Objective >>
Retype the stretch from "In the same" through "survey, face-to-face interview)." in the passage on measurement invariance below, without any changes.

Text provided >>
In the same vein, a failure to establish less strict forms of MI may be worrisome if meaningful comparisons of structural relationships between latent factor means are important to the study (e.g., the comparison of the magnitude of a correlation, regression, or path coefficient across groups/time). Hox et al. (2015), show how the non-establishment of less strict forms of MI can (partly) be explained and corrected for. They show that, in the context of mixed-mode surveys, non-invariance can be the effect of selection or measurement differences due to mode (e.g., web survey, telephone survey, face-to-face interview).

Detecting non-invariant items is the next topic dealing with measurement non-invariance. In the contribution of de Roover et al. (2014) a method is proposed based on cluster-wise simultaneous component analysis (SCA). Their method aims at detecting non-invariant items. Barendse et al. (2014) examined a Bayesian restricted (latent) factor analysis (RFA) method for the same purpose, namely detecting items violating the MI assumption. They concluded that Bayesian RFA methods are especially suited for detecting measurement bias.

Our special issue also contains a discussion on the importance of understanding whether the presence of (in)correctly specified factorial invariance parameters influences the assessment of other factor model parameters (e.g., intercepts, error variances, latent factor variances, and latent factor means). In a simulation study, Guenole and Brown (2014) investigated whether ignoring the non-invariant underlying structure of the latent factor leads to substantial regression parameter bias in categorical item factor analyses (CIFA). The authors urge researchers to avoid ignoring sources of non-invariance in CIFA when non-invariance occurs in both loadings and thresholds even if this occurs in only one item.

Approximate measurement invariance

A relatively new research avenue in the MI literature deals with the use of Bayesian structural equation models (BSEM) to relax strict forms of MI (see Muthén and Asparouhov, 2012). In particular, exact zero constraints on the cross-group differences between all relevant measurement parameters (e.g., factor loadings and item intercepts) are substituted by “approximate” zero constraints. Instead of forcing item intercepts to be exactly equal across groups, a substantive prior distribution (around zero) is used to bring the parameters closer to one another, while allowing for some “wiggle room.” If there are many small differences between the groups in terms of intercepts or factor loadings, approximate MI seeks a balance between adherence to the requirements of MI, making comparisons possible, and obtaining a well-fitting model (i.e., a model that is more realistic given the data at hand). When the classical MI tests do not hold given the data, approximate MI represents a promising (and more realistic) alternative; the cross-group differences between all relevant measurement parameters are “hopefully” close enough to zero to allow making meaningful latent factor mean comparisons.

Dataset >>
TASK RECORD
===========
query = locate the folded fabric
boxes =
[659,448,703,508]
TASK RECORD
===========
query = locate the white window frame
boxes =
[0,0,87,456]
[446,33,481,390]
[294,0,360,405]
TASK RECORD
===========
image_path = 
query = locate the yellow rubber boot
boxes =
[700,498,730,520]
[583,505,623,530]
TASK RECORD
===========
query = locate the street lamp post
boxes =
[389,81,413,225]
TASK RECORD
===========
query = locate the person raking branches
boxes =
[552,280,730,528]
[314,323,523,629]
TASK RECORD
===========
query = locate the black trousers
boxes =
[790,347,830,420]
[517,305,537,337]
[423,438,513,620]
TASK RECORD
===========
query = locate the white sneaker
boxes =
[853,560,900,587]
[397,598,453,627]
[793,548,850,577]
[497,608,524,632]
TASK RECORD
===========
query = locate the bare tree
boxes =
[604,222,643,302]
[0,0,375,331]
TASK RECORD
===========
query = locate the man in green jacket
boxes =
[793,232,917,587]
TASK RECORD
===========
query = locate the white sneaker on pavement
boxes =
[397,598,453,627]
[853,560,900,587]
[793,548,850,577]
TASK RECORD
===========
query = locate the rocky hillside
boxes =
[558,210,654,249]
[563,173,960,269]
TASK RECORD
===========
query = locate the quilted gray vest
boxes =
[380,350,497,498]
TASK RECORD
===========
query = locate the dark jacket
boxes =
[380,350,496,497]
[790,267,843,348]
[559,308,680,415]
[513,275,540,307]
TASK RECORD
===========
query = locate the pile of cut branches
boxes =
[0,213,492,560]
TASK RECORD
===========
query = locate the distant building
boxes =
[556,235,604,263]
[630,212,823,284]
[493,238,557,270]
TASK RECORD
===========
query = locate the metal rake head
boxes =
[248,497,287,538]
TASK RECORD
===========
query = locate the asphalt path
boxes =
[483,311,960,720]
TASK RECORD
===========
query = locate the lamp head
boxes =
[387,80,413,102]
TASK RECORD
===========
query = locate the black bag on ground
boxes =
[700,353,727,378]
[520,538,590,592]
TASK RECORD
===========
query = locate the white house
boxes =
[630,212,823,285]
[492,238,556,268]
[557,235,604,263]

Output below >>
In the same vein, a failure to establish less strict forms of MI may be worrisome if meaningful comparisons of structural relationships between latent factor means are important to the study (e.g., the comparison of the magnitude of a correlation, regression, or path coefficient across groups/time). Hox et al. (2015), show how the non-establishment of less strict forms of MI can (partly) be explained and corrected for. They show that, in the context of mixed-mode surveys, non-invariance can be the effect of selection or measurement differences due to mode (e.g., web survey, telephone survey, face-to-face interview).